Recopiez à l'identique le passage de la décision de justice ci-dessous, en commençant à « 4. Considérant qu'il » et en terminant à « Camidi est rejetée. ».

## Extrait du document
━━━━━━━━━━━━━━━━━━━━
3. Considérant que si la SAS Camidi soutient que le préjudice dont elle réclame réparation résulte d'une faute de l'Etat et non d'une erreur dans l'assiette ou le calcul de l'imposition et qu'il pourrait ne pas être exclusivement financier mais également " commercial, matériel, moral ... ", elle ne justifie pas de l'existence d'un préjudice commercial ou moral et évalue exclusivement son préjudice matériel, correspondant à l'impossibilité de placer les sommes dont elle aurait pu obtenir le remboursement, sur les mêmes bases que les intérêts moratoires, qu'elle réclamait par ailleurs, à partir du taux d'intérêt légal avec application d'un abattement forfaitaire, à hauteur d'un tiers du résultat de ses calculs, pour tenir compte de l'incidence de l'impôt sur les sociétés ; qu'en se bornant ainsi à faire état de considérations générales et de calculs théoriques, sans apporter de précisions ni de justifications suffisantes relatives à sa situation particulière, la société requérante n'établit pas l'existence d'un préjudice distinct de celui qui est susceptible d'être réparé par l'octroi d'intérêts moratoires, non plus que celle d'un lien de causalité direct et certain entre le préjudice qu'elle invoque et les conditions dans lesquelles l'Etat a appliqué la sixième directive aux péages versés aux concessionnaires d'autoroutes ; qu'ainsi cette demande de condamnation de l'Etat pour faute a, en réalité, le même objet que celui tendant à l'octroi de dommages intérêts sur le fondement de l'article L. 208 du livre des procédures fiscales ; que, dès lors, le ministre chargé du budget est fondé à soutenir que la demande est irrecevable ; qu'en raison de cette irrecevabilité, la SAS Camidi n'est pas davantage fondée à se prévaloir des articles 13 et 14 de la convention européenne de sauvegarde des droits de l'homme et des libertés fondamentales ni de l'article 1er du premier protocole additionnel à cette convention ;

4. Considérant qu'il résulte de tout ce qui précède que la SAS Camidi n'est pas fondée à soutenir que c'est à tort que, par le jugement attaqué, le tribunal administratif de Montpellier a rejeté sa demande ; que les conclusions qu'elle présente au titre de l'article L. 761-1 du code de justice administrative doivent, par voie de conséquence, être rejetées ;

DÉCIDE :

Article 1er : La requête de la SAS Camidi est rejetée.
━━━━━━━━━━━━━━━━━━━━
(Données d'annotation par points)
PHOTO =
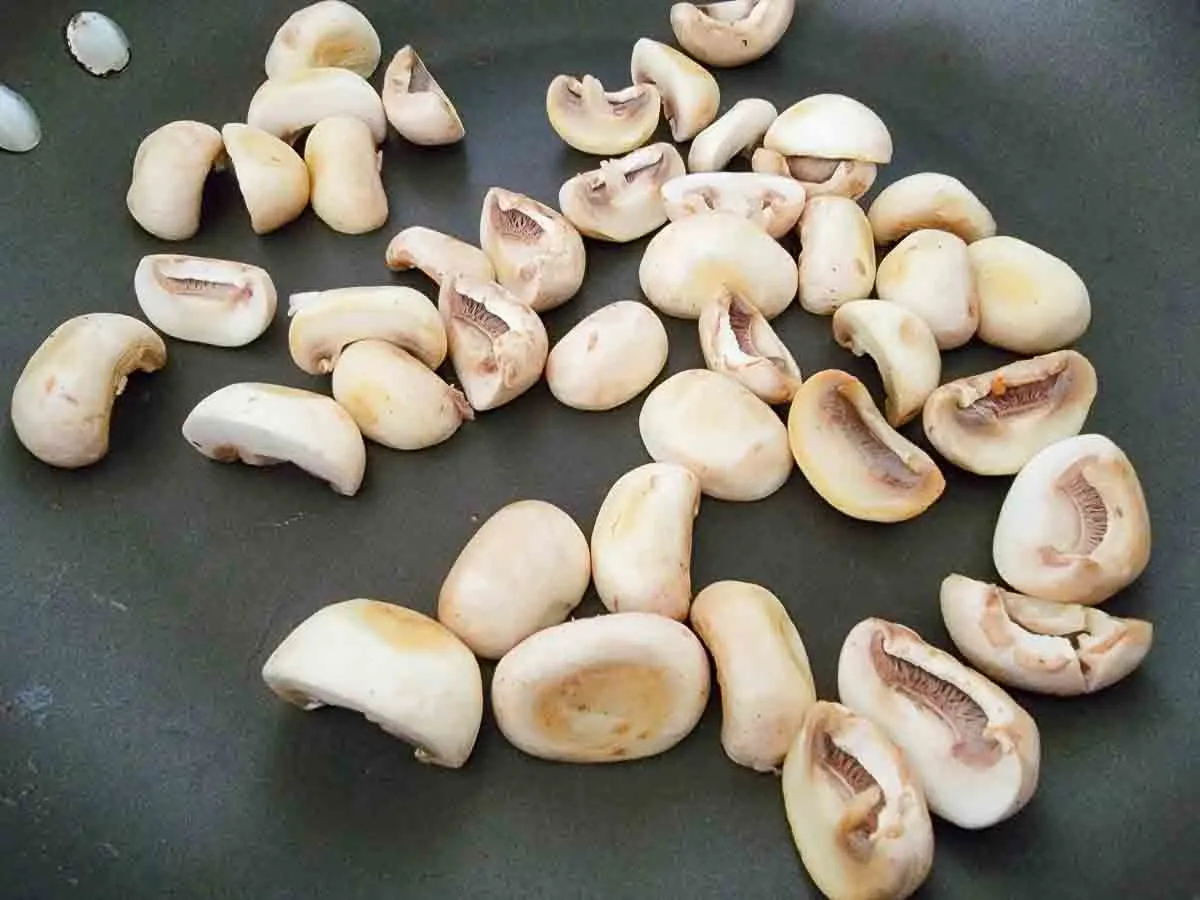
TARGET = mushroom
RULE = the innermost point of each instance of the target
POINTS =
(993, 424)
(1041, 646)
(1074, 526)
(63, 401)
(738, 341)
(415, 103)
(731, 33)
(721, 431)
(852, 457)
(856, 813)
(597, 121)
(975, 750)
(268, 424)
(641, 541)
(699, 259)
(901, 346)
(690, 95)
(205, 300)
(169, 171)
(402, 670)
(538, 253)
(606, 689)
(523, 570)
(621, 201)
(762, 670)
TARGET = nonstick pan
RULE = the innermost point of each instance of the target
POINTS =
(141, 754)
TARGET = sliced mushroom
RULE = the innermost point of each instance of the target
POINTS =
(690, 95)
(267, 424)
(402, 670)
(537, 252)
(762, 670)
(975, 750)
(1041, 646)
(607, 689)
(63, 402)
(1074, 526)
(856, 811)
(994, 423)
(850, 455)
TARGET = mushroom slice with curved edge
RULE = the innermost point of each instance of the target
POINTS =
(537, 252)
(1041, 646)
(621, 201)
(738, 341)
(63, 402)
(394, 399)
(169, 171)
(595, 121)
(850, 455)
(641, 541)
(855, 809)
(1074, 526)
(415, 103)
(721, 431)
(606, 689)
(498, 346)
(211, 301)
(762, 670)
(525, 569)
(690, 95)
(699, 259)
(324, 322)
(403, 671)
(975, 750)
(901, 346)
(993, 424)
(268, 424)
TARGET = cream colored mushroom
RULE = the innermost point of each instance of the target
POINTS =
(63, 401)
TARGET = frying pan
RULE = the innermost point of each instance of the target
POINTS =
(141, 754)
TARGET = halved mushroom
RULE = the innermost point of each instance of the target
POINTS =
(268, 424)
(606, 689)
(417, 106)
(690, 95)
(901, 346)
(975, 750)
(621, 201)
(1041, 646)
(850, 455)
(994, 423)
(1074, 526)
(63, 401)
(597, 121)
(403, 671)
(537, 252)
(856, 811)
(738, 341)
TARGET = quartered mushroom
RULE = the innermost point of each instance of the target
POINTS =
(994, 423)
(1074, 526)
(63, 401)
(852, 457)
(975, 750)
(606, 689)
(268, 424)
(621, 201)
(1041, 646)
(856, 811)
(402, 670)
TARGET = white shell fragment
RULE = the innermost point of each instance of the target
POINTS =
(402, 670)
(606, 689)
(63, 401)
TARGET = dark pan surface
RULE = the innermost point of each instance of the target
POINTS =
(141, 754)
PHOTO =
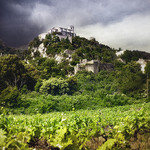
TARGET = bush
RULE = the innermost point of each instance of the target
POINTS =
━━━━━━━━━━━━━━━━━━━━
## Réponse à l'exercice
4. Considérant qu'il résulte de tout ce qui précède que la SAS Camidi n'est pas fondée à soutenir que c'est à tort que, par le jugement attaqué, le tribunal administratif de Montpellier a rejeté sa demande ; que les conclusions qu'elle présente au titre de l'article L. 761-1 du code de justice administrative doivent, par voie de conséquence, être rejetées ;

DÉCIDE :

Article 1er : La requête de la SAS Camidi est rejetée.